> TUS INSTRUCCIONES:
Copia de nuevo todas las filas siguientes, con las solicitudes incluidas, y suma 93 a cada coordenada de los recuadros de las respuestas sin tocar las solicitudes ni sus ejemplos de formato.

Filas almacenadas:
▽
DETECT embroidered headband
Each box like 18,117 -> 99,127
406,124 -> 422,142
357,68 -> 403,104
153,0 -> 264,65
△
> SOLUCIÓN DEL EJERCICIO:
DETECT embroidered headband
Each box like 18,117 -> 99,127
499,217 -> 515,235
450,161 -> 496,197
246,93 -> 357,158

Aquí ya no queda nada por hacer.